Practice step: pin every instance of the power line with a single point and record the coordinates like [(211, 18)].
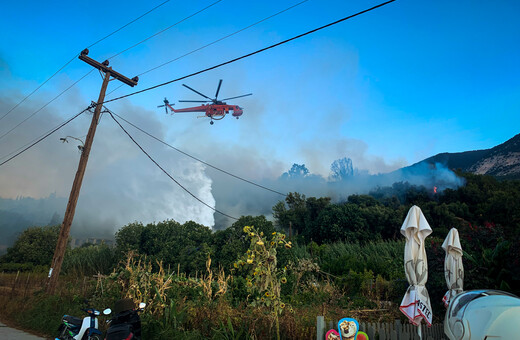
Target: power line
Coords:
[(250, 54), (108, 58), (214, 42), (167, 174), (195, 158), (68, 62), (45, 136)]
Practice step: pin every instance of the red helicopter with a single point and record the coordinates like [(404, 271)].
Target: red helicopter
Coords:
[(218, 108)]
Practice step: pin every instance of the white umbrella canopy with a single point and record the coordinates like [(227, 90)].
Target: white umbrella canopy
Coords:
[(416, 302), (453, 268)]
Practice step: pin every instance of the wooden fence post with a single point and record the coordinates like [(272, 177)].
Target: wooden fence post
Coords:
[(320, 327)]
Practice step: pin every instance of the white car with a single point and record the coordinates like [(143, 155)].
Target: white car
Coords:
[(483, 315)]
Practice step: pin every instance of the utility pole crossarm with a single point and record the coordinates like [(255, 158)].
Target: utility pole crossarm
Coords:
[(104, 68), (63, 237)]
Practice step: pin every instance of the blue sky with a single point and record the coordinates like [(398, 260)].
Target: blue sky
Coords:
[(387, 88)]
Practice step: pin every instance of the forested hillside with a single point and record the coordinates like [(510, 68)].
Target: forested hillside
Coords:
[(345, 255)]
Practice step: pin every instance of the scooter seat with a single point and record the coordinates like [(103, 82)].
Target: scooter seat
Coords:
[(72, 320)]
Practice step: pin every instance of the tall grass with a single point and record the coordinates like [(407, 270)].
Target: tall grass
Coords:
[(90, 260), (384, 258)]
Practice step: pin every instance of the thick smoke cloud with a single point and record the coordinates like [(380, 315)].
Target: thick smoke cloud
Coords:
[(121, 184)]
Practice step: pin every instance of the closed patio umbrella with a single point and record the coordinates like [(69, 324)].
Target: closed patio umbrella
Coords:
[(416, 302), (453, 268)]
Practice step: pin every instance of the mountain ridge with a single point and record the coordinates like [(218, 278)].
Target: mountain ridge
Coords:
[(501, 161)]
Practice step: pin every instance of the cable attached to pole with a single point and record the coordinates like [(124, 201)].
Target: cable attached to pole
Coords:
[(165, 172), (250, 54), (45, 136), (195, 158)]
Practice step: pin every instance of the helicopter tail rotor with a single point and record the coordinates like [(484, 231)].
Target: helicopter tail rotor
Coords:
[(166, 105)]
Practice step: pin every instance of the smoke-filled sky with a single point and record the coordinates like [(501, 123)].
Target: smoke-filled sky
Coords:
[(387, 89)]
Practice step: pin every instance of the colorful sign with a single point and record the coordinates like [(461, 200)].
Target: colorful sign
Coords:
[(348, 328), (332, 335)]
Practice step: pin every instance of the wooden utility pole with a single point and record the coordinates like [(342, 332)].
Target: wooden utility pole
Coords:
[(63, 238)]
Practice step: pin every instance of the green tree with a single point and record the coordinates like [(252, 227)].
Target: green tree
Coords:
########
Set the whole listing down again unchanged, apart from the pictures, which are omitted.

Practice step: pin every instance of the power line with a single point and record the coordinates like [(211, 18)].
Target: power line
Coords:
[(250, 54), (108, 58), (214, 42), (167, 174), (195, 158), (68, 62), (45, 136)]
Practice step: pin every instance of the red helicopter with a single point and record the coordinates like [(404, 271)].
Target: red helicopter
Coords:
[(218, 108)]
Practice step: pin every instance of the white umbrella canopy with a single point and record the coordinates like [(227, 90)].
Target: white umbrella canopy
Coords:
[(416, 302), (453, 268)]
Practice step: pin every instance of the wooden fence post with a single point and record the coordinates like [(272, 177)].
Target: wooden fence post
Coords:
[(320, 327)]
Practice step: pin every instance of the white car with a single point and record the coordinates like [(143, 155)].
Target: white car
Coords:
[(483, 315)]
Practice step: pin every instance of the utility pole crossarm with a single point and record the coordinates like [(255, 158)].
Target: utility pole crossarm
Coords:
[(104, 68), (63, 237)]
Practice step: pin every instance of the blue sky with a single point and record the coordinates like [(398, 260)].
Target: blue sky
Coords:
[(387, 88)]
Practice step: pin every instance of the forested hillside with a single point and record the coordinates like [(510, 68)].
Target: forested hillside
Coords:
[(345, 255)]
Practice step: pin every instance of the scooter seat with a single point and record the coordinates like [(103, 82)].
Target: scooter seat
Coords:
[(72, 320)]
Practice step: pin every instance of the tall grass with a single point and record the coordinates like [(407, 270)].
Target: tall grass
Coords:
[(90, 260), (384, 258)]
Practice step: pin every instance of the thick smoke cloud with a single point and record the coordinates like [(380, 315)].
Target: thick smoke cloud
Coords:
[(121, 184)]
Practice step: pin every instance of the closed patio umbrella with a single point and record the coordinates like [(69, 324)].
Target: closed patio umbrella
Coords:
[(416, 302), (453, 268)]
Practice step: pin every instance of the mountain ridge with a single point and record the coordinates like [(218, 278)].
Target: mountain ridge
Coords:
[(501, 161)]
Practice step: pin every instance of the cable attached to pole with a single point and record the coordinates like [(124, 201)].
Target: cable attached to pole
Coords:
[(165, 172), (250, 54), (45, 136), (195, 158)]
Practice step: pin every instance of the helicopter tail rotor with a single point and record the coordinates like [(484, 231)].
Target: helicopter tail rotor
Coords:
[(166, 105)]
Practice step: pin every instance of the smoke-filled sky with a single point and record the coordinates like [(501, 123)].
Target: smoke-filled sky
Coords:
[(387, 89)]
Practice step: pin every instance of the colorful sign with a single point and record the coordinates like [(461, 200)].
Target: colorful sign
Coords:
[(348, 328), (332, 335)]
Practice step: pin every instance of the wooden utility pole with a single point and record the coordinates like [(342, 332)].
Target: wooden utility pole
Coords:
[(63, 238)]
Practice step: pin every instance of the green tree with a single point and record the coordinates like [(252, 227)].
Target: green tree
Coords:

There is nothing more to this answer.